Victor Hugo (1802-1885), poète, romancier, dramaturge, homme politique, a révolutionné le théâtre et la langue poétique.

Victor Hugo, le Livre des Tables — les séances spirites de Jersey

Victor, William, Jésus et les autres…

 

Quoi de neuf ? Molière sans doute. Mais Victor Hugo aussi. Sans qu’on puisse vraiment parler d’inédits, il y a dans son œuvre tout un ensemble d’éléments marginaux, secondaires sans doute pour le public des Miz, mais non sans charme pour quiconque s’intéresse peu ou prou à la génétique des textes littéraires.

 

 

— Savez-vous, mylord Eure, qu’il s’était marié en Suisse ?

— Je le sais à peu près.

— Et qu’il a eu de ce mariage un fils légitime ?

— Oui. Qui est mort.

— Qui est vivant.

— Vivant !

— Vivant.

 

(L’Homme qui rit, II, 8, 5, « Causeries altières ».)

 

Les merveilleuses envolées technologiques de notre époque font que nous avons tendance à oublier les vertus de ce que le poète Horace nommait aurea mediocritas, autrement dit du juste milieu. D’un côté, la volonté d’aller plus vite, toujours plus vite, encourage le développement des « best of » (une troupe théâtrale a plaisamment dénoncé et conforté cette manie en proposant un « Tout Shakespeare en une heure trente »). Inversement, les ressources infinies de stockage de l’informatique développent le culte des « intégrales ». Les dvd ne cessent de proposer des director’s cuts, autrement dit le plus souvent des versions longues de films qui étaient parfois déjà interminables dans leur version courte. Les éditeurs de musique grattent les fonds de tiroirs pour exhumer des maquettes de chansons de Michael Jackson ou des enregistrements pirates de concerts des Beatles. Et l’édition littéraire crie victoire quand elle peut offrir au lecteur une version de Sur la route de Kerouac enrichie de quelques paragraphes supplémentaires.

Extraits d'un jeu de données sur le pointage d'objets

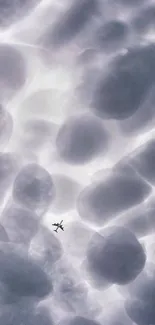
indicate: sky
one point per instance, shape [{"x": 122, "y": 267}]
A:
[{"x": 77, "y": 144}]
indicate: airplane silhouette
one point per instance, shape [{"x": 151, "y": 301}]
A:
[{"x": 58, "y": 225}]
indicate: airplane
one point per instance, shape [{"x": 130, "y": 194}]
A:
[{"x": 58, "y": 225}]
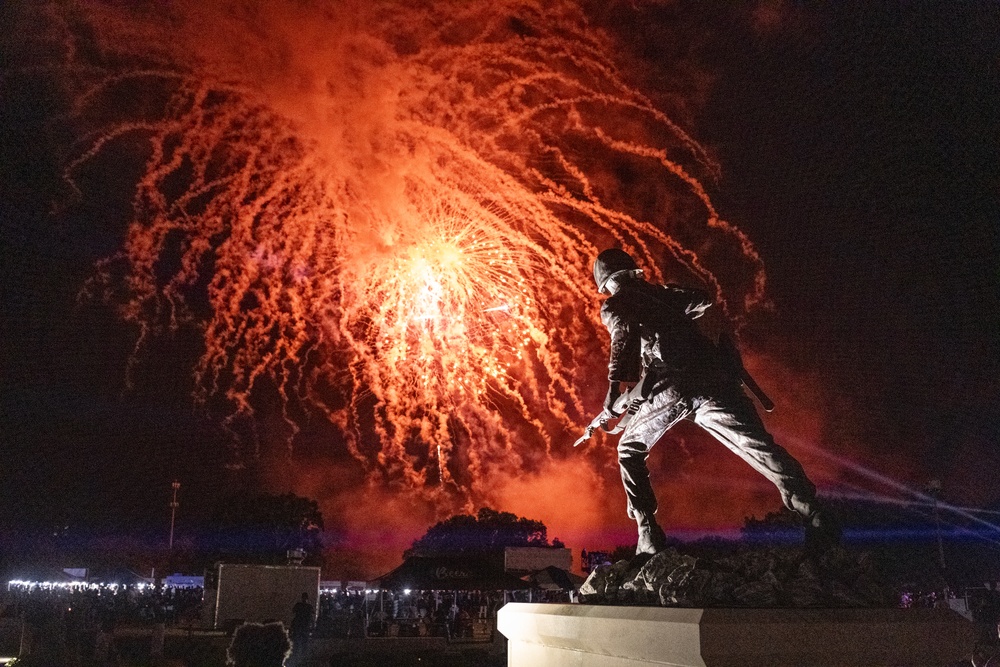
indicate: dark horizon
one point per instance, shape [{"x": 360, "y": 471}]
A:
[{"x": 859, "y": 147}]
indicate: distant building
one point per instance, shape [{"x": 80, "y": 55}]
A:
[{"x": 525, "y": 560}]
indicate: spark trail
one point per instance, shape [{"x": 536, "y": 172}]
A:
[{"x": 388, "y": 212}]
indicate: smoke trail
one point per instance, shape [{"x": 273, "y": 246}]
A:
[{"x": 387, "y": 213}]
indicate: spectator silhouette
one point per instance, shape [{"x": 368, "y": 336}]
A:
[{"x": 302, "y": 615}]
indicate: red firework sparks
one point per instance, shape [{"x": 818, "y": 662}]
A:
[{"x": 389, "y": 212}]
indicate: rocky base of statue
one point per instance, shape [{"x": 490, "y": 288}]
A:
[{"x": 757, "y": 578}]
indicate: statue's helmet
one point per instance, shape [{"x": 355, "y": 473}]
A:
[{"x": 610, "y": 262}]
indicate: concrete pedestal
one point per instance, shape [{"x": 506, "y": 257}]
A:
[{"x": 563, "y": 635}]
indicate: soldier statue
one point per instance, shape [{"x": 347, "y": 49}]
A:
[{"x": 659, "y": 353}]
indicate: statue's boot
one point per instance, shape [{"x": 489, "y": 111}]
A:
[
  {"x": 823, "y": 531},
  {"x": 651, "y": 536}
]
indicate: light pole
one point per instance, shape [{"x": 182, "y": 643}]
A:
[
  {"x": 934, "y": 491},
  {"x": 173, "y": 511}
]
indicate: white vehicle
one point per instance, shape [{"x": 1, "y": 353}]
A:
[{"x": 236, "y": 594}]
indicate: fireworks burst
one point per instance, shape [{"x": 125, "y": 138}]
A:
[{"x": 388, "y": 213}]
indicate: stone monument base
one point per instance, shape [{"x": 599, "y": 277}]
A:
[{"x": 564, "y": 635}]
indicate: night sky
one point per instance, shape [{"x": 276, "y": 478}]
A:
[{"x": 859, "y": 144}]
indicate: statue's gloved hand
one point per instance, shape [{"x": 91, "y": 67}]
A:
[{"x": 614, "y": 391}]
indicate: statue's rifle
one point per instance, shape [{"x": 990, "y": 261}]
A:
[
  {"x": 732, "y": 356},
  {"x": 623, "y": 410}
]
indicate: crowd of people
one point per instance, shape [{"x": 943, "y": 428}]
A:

- Consigne
À partir du texte consacré à Victor Hugo, répondez aux questions suivantes.
1. Entre quelles années Victor Hugo a-t-il vécu ?
2. De quelle œuvre provient le dialogue cité ?
3. Quel poète a nommé l'idée d'aurea mediocritas ?

- Réponse ci-dessous
1. De 1802 à 1885.
2. De *L'Homme qui rit* (II, 8, 5, « Causeries altières »).
3. Horace.